EXERCISE BRIEF
Resume the article on the ETH Zurich anti-fouling polymer coating, picking up right after its last sentence.

[Opening DOCUMENT PASSAGE section]

Scientists at ETH Zurich and an ETH spin-off have developed a novel polymer for coating materials, in order to prevent biofilms from forming on their surfaces.
Thanks to the technological platform developed, it is now possible to coat durably a variety of different materials using the same polymeric molecule. Such coatings are of relevance for medical applications, among others.
Internal and external qualities are two different things – the same holds true in materials science. For example, in many cases a specific material would, in principle, be ideal for a technical application were it not for the fact that its surface is unsuitable.
Materials scientists solve this problem by coating the material. Coatings can be used to make a surface lubricious, for example, or – in underwater applications or the biomedical sector – to prevent algae, proteins or bacteria from fouling the surface over time. For example, hydrophilic polymers are often used to protect metals from fouling; water molecules accumulate on this polymer layer, which protects the metal against the adhesion of unwanted molecules or organisms. However, many coatings currently in use are not very resistant to environmental factors, since they are often connected to the material by only a weak electrostatic bond. Other existing, more resistant coatings are expensive to use and sometimes require toxic solvents.

[Closing DOCUMENT PASSAGE section]
[Opening DATA TO EXAMINE section]

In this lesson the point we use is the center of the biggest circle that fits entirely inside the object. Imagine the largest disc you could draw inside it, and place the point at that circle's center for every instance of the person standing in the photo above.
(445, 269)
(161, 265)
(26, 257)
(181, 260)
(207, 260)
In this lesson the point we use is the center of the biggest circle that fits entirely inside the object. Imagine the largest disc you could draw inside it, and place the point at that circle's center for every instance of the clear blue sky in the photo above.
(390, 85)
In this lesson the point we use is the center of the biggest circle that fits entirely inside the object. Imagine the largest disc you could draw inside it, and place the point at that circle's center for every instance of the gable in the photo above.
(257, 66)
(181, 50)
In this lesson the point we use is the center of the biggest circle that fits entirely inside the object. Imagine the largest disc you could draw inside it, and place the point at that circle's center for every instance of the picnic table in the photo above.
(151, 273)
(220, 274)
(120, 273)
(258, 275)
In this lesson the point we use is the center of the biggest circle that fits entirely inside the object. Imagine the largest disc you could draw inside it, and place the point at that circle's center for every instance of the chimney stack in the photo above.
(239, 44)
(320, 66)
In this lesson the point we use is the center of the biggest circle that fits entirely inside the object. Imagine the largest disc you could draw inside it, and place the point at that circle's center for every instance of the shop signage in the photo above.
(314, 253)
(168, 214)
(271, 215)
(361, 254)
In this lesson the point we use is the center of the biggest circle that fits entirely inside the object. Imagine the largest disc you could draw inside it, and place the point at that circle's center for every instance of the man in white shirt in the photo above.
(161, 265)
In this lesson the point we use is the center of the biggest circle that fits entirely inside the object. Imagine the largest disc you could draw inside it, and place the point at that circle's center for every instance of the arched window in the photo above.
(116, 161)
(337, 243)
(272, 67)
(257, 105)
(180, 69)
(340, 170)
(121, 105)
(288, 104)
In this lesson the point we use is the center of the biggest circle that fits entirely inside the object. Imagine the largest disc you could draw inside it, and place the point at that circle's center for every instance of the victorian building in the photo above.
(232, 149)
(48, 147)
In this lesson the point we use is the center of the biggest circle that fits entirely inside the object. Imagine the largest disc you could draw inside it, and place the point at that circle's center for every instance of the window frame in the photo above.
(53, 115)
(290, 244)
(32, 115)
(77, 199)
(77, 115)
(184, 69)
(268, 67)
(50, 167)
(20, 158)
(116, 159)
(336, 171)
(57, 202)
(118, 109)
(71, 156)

[Closing DATA TO EXAMINE section]

REPLY TO THE EXERCISE
Strong bonds to a wide range of materials
Scientists led by Nicholas Spencer, Professor of Surface Science and Technology, and researchers at the ETH spin-off Susos thus searched for a simple solution to binding coating molecules to surfaces with a strong chemical bond, known as a covalent bond. They also wanted to find a solution that could be used to coat a range of surfaces and devices composed of several different materials. “We wanted a polymer coating that is as versatile as a Swiss army knife,” says Spencer.